- **Task to carry out**
Repeat verbatim the lines starting with the one that contains "Task: point out every instance of the rubber" and continuing through the final line, both ends included.
---------------
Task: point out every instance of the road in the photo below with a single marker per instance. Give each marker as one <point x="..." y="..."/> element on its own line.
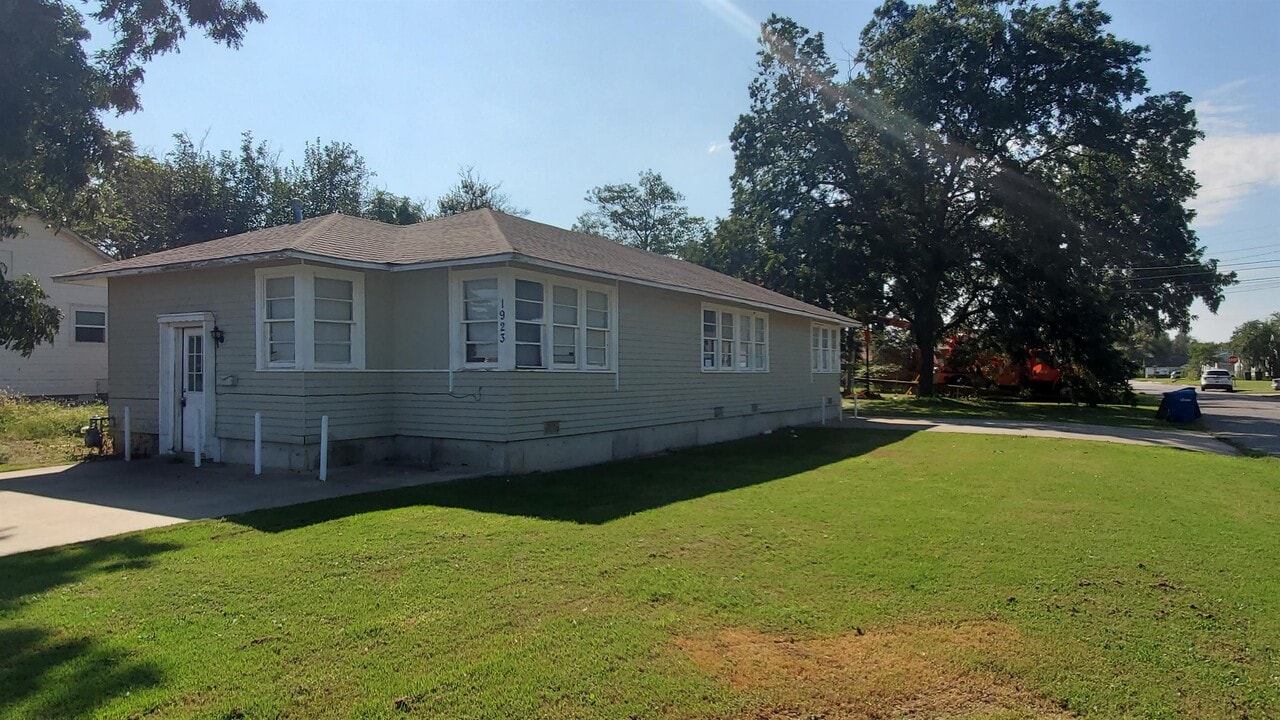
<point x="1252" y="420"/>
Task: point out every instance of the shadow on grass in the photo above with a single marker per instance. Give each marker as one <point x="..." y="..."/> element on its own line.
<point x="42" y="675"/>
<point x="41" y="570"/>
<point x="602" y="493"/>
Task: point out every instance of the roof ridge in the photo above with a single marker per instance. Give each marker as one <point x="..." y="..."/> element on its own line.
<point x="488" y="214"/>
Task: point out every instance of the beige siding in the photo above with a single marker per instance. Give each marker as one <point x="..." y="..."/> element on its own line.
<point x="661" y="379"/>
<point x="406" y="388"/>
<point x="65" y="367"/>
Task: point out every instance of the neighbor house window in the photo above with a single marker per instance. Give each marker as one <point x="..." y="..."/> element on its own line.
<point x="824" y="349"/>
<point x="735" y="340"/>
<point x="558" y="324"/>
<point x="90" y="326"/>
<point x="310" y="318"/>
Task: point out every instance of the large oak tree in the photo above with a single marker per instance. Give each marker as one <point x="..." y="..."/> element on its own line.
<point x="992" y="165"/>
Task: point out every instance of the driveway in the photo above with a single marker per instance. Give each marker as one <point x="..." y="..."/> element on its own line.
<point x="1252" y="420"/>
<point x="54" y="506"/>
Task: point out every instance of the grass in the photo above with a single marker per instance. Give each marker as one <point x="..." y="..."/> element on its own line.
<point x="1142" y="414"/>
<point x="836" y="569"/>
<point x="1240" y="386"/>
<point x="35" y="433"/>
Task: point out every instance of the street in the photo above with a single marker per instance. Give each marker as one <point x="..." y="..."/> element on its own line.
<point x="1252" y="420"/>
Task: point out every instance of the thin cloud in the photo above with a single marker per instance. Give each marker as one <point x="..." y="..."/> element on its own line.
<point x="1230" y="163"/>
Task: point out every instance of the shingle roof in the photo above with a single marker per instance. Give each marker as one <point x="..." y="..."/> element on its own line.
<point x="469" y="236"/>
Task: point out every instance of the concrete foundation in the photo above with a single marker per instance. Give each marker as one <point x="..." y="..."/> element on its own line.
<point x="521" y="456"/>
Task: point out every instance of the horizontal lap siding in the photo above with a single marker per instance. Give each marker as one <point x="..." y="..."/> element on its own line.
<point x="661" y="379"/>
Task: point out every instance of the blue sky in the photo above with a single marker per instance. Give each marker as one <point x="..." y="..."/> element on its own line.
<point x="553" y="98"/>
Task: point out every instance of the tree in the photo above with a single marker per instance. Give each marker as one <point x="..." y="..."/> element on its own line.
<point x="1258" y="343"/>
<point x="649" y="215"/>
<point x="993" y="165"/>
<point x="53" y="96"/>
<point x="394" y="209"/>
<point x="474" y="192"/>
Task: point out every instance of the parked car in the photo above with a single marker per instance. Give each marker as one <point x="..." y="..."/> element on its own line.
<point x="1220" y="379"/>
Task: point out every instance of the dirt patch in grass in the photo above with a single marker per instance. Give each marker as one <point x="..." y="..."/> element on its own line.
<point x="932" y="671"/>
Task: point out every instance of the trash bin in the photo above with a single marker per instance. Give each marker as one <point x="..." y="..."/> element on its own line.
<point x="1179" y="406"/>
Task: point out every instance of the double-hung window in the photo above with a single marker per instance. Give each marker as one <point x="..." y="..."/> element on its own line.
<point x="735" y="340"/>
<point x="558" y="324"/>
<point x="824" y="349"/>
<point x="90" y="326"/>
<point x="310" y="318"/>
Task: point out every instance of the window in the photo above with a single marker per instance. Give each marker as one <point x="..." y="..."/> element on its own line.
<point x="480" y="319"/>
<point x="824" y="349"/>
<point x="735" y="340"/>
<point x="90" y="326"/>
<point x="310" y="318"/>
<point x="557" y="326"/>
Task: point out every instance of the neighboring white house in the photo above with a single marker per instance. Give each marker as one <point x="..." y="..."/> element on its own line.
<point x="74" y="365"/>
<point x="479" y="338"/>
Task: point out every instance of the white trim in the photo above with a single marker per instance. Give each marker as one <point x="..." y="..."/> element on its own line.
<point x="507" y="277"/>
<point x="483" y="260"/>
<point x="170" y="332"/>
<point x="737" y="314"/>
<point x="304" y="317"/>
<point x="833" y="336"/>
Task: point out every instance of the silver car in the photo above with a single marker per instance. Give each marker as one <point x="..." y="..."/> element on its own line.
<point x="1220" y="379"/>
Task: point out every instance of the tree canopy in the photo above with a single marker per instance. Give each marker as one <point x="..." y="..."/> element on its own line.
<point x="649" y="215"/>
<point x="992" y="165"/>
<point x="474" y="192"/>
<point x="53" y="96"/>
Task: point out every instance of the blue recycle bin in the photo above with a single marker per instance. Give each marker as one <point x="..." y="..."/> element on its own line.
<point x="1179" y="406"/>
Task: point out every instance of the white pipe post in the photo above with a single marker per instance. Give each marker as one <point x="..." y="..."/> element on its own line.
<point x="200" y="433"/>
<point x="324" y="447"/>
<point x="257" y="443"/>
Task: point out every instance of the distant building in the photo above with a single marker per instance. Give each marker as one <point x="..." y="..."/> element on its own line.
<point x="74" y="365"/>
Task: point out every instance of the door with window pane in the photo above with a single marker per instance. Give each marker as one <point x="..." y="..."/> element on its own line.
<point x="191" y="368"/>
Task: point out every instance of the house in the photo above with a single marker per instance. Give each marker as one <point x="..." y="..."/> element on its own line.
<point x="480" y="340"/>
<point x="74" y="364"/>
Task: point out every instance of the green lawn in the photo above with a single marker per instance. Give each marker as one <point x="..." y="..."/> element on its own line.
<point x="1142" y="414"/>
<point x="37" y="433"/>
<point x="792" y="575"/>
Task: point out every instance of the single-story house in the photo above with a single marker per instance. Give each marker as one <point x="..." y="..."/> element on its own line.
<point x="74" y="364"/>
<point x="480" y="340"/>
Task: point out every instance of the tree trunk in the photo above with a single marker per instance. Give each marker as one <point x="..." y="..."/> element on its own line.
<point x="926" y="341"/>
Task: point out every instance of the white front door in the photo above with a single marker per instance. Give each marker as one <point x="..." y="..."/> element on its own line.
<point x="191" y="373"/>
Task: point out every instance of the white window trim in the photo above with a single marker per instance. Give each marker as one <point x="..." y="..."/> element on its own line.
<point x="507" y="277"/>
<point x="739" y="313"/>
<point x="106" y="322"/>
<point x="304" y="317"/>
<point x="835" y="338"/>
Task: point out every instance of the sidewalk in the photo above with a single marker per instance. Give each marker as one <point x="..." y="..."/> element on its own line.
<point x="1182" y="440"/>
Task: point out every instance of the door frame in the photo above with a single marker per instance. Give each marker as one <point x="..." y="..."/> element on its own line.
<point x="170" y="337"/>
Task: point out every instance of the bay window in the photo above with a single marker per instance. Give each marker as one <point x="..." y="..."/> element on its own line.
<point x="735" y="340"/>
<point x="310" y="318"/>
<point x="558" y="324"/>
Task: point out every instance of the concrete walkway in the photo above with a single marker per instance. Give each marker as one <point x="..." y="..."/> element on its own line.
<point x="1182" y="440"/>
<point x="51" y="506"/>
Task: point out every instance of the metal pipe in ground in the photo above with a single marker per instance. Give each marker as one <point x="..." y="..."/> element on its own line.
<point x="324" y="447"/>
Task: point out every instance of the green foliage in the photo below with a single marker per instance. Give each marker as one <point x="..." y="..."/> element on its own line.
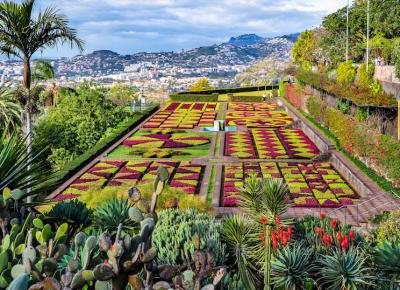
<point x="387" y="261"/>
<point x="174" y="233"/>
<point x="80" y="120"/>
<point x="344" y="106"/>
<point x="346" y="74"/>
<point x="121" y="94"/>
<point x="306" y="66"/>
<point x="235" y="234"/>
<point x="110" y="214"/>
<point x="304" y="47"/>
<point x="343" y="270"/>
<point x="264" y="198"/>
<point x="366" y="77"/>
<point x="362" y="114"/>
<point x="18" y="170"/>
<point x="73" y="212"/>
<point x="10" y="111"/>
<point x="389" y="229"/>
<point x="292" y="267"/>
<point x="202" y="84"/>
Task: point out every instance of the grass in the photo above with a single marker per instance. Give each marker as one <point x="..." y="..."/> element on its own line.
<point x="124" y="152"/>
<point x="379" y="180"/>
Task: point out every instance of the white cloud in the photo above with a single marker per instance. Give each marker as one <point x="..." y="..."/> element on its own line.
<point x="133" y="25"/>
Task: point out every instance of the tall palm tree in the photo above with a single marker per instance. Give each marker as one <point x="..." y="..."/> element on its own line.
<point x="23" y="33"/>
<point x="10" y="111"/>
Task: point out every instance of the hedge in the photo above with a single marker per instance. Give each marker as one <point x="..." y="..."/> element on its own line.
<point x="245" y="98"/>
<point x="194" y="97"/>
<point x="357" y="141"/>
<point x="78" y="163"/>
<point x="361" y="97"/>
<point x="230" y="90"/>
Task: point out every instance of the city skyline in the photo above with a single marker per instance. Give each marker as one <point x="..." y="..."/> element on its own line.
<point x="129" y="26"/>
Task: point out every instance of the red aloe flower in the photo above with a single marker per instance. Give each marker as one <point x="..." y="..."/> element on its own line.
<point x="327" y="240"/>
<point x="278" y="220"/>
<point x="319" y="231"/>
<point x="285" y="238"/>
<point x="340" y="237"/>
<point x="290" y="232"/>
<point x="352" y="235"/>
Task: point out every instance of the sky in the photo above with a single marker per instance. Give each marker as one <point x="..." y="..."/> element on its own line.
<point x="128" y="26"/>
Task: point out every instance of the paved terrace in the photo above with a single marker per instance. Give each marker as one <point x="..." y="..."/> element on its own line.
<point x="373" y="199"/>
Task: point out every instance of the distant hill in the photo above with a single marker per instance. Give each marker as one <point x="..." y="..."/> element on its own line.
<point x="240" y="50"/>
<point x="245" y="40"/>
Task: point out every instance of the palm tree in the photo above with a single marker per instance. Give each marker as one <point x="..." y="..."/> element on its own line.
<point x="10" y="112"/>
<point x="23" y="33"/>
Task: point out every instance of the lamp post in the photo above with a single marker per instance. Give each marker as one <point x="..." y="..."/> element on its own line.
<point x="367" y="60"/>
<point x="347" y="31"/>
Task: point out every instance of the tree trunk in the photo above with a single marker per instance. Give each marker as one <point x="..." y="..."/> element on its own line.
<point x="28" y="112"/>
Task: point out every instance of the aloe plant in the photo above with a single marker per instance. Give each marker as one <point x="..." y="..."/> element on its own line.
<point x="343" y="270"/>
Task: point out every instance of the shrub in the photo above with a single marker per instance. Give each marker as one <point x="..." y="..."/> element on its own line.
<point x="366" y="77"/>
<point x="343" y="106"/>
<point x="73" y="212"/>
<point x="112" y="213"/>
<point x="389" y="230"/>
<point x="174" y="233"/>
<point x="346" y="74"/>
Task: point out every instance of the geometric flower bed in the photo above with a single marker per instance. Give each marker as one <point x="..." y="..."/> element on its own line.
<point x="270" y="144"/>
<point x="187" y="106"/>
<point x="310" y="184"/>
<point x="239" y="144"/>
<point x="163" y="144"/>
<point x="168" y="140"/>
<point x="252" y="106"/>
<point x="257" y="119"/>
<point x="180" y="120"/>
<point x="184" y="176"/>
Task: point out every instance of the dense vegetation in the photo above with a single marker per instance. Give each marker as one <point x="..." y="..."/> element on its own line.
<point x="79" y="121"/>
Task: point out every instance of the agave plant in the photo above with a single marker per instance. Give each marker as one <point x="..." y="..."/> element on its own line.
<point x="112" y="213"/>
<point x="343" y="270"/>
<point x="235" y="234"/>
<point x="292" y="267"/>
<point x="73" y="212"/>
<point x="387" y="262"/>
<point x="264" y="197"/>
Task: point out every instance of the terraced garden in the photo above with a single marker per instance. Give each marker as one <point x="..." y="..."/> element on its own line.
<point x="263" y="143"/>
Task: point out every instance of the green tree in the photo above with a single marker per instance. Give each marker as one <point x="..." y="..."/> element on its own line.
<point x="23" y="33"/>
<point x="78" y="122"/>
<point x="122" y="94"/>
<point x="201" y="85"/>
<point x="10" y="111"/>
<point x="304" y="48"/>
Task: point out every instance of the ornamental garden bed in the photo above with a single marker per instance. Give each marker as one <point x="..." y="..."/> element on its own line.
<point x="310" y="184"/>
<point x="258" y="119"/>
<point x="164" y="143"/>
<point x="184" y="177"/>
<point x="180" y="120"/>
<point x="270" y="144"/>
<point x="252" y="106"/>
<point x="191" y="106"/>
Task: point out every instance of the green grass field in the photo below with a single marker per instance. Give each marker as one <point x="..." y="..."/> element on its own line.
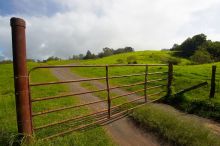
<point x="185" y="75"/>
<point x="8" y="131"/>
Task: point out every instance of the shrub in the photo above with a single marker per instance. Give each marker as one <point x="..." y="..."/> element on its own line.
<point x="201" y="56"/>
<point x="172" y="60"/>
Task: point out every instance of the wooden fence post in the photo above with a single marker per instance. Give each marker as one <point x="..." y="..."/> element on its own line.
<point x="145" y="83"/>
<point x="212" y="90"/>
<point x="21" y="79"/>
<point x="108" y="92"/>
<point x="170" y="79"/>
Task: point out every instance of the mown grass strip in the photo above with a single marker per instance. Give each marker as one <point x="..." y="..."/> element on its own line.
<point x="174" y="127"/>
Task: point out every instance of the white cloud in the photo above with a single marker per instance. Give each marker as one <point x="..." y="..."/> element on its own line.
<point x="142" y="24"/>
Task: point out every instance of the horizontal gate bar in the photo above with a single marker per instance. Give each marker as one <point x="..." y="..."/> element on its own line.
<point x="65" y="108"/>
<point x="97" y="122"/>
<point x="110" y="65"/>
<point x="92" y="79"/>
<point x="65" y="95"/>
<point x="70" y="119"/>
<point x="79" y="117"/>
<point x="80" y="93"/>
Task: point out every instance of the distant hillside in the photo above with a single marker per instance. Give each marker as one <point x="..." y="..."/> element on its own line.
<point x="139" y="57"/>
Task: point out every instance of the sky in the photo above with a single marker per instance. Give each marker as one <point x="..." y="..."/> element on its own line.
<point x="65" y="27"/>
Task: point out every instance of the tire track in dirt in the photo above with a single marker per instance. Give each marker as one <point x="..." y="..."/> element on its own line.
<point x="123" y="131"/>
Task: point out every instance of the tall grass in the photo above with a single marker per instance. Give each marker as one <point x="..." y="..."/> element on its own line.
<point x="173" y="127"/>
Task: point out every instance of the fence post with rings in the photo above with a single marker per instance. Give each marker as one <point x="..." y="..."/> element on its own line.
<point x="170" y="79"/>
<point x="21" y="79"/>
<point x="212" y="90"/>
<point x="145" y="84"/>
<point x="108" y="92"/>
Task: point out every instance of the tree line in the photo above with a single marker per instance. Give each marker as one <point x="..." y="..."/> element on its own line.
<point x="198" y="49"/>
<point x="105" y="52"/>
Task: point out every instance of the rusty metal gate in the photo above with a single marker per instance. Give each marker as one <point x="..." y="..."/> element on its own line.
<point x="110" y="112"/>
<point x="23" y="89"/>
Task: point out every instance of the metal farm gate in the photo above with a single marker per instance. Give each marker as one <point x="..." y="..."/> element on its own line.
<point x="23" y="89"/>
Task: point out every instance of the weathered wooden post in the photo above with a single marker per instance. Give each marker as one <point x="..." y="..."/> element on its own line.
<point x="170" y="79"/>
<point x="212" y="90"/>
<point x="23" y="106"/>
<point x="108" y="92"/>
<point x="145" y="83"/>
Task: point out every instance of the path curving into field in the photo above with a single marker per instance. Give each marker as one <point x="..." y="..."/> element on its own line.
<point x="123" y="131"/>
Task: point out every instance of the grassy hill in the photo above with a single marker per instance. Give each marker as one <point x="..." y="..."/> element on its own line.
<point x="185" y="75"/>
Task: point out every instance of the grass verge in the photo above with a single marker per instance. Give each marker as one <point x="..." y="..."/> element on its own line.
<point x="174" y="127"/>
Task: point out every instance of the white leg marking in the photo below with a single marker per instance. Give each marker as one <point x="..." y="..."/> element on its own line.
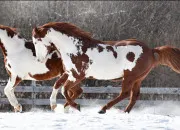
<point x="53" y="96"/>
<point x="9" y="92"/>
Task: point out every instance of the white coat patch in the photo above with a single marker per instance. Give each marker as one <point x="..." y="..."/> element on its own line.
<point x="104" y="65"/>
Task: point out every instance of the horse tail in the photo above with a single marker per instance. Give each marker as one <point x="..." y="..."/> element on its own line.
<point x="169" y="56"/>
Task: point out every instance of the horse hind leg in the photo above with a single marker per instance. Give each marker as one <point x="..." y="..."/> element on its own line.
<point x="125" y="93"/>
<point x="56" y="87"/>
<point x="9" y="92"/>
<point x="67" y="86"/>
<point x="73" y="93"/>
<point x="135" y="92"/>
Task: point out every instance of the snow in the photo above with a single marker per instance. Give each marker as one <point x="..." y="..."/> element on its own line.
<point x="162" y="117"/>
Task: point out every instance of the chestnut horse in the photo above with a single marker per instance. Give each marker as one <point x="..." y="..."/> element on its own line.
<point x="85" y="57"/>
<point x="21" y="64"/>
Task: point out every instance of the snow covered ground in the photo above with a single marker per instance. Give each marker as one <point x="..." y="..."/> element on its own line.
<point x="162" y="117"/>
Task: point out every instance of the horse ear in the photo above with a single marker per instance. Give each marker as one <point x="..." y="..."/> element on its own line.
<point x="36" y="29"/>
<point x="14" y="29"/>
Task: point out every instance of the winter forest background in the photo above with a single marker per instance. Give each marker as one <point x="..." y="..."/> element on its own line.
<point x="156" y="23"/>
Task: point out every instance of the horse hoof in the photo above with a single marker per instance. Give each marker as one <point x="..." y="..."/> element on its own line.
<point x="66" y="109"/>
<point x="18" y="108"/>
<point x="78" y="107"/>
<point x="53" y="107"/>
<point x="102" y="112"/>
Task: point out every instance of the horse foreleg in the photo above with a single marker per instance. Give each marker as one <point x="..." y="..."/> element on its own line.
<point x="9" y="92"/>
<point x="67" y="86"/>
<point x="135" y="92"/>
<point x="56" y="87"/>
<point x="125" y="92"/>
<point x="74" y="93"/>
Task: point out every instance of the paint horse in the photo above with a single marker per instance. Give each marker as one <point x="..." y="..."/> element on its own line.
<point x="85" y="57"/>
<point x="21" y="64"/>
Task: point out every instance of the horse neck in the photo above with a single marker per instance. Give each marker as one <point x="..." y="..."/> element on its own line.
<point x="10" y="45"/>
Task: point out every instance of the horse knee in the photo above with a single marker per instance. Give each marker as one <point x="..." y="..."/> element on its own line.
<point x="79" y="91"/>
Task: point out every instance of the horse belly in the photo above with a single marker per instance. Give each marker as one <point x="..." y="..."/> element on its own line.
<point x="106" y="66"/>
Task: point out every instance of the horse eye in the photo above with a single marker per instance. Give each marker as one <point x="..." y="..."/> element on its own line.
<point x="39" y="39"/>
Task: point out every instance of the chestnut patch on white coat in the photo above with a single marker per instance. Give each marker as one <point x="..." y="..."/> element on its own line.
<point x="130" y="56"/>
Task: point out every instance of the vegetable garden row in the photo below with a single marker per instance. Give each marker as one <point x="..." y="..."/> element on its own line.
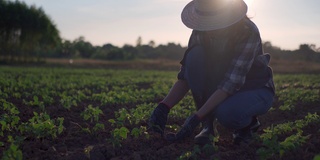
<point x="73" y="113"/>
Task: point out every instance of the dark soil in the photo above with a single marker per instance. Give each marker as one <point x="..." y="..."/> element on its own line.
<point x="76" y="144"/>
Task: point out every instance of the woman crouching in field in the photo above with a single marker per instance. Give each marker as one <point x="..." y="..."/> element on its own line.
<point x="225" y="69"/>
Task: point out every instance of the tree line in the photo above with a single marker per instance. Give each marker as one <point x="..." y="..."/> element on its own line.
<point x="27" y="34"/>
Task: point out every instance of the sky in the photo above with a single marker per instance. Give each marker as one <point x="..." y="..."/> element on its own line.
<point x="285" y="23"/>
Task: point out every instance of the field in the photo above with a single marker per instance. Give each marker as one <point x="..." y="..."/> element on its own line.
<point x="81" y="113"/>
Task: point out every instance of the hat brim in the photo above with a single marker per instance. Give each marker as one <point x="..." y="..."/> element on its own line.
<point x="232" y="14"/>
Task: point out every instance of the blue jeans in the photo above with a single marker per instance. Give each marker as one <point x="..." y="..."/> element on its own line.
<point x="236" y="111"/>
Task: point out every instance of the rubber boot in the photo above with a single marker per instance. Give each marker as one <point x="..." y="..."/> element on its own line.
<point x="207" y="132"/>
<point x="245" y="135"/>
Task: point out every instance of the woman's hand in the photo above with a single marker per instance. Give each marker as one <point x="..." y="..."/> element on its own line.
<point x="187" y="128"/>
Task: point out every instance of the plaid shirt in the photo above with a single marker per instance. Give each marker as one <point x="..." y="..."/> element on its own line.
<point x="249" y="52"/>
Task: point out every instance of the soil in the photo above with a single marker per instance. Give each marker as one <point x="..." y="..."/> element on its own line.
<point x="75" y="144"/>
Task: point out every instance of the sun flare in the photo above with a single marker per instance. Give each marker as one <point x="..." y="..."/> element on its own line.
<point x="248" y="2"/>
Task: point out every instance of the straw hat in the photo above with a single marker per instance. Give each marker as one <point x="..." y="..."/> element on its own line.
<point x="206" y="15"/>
---------------
- **Correct result**
Task: point out every instance of the rubber boot in the photo above with a single marker per instance. Give each marker as one <point x="..." y="..."/> element on its own line.
<point x="207" y="132"/>
<point x="245" y="135"/>
Task: point out every instance of the woman's hand in the photo above with a single marker per instance. Give each marker as one <point x="..." y="..."/> element on its own line.
<point x="187" y="128"/>
Task: point out every instance of the plaid shirt in the photo above with a single marker per instance. Give each marker as one <point x="..." y="..."/> element on its own line.
<point x="249" y="52"/>
Task: point out every instance of the soil in the photo above with a single marker per instance. Give each marker as one <point x="..." y="..."/> element on its own line.
<point x="75" y="144"/>
Task: point out every instance of the sun flare in the photo above with a single marker per instance. Give each marker as one <point x="..." y="..."/> element on its own line.
<point x="248" y="2"/>
Task: point out every instance of the straw hat in the photo above with a single marker per instance. Give each marker as one <point x="..." y="..."/> element on its own line.
<point x="206" y="15"/>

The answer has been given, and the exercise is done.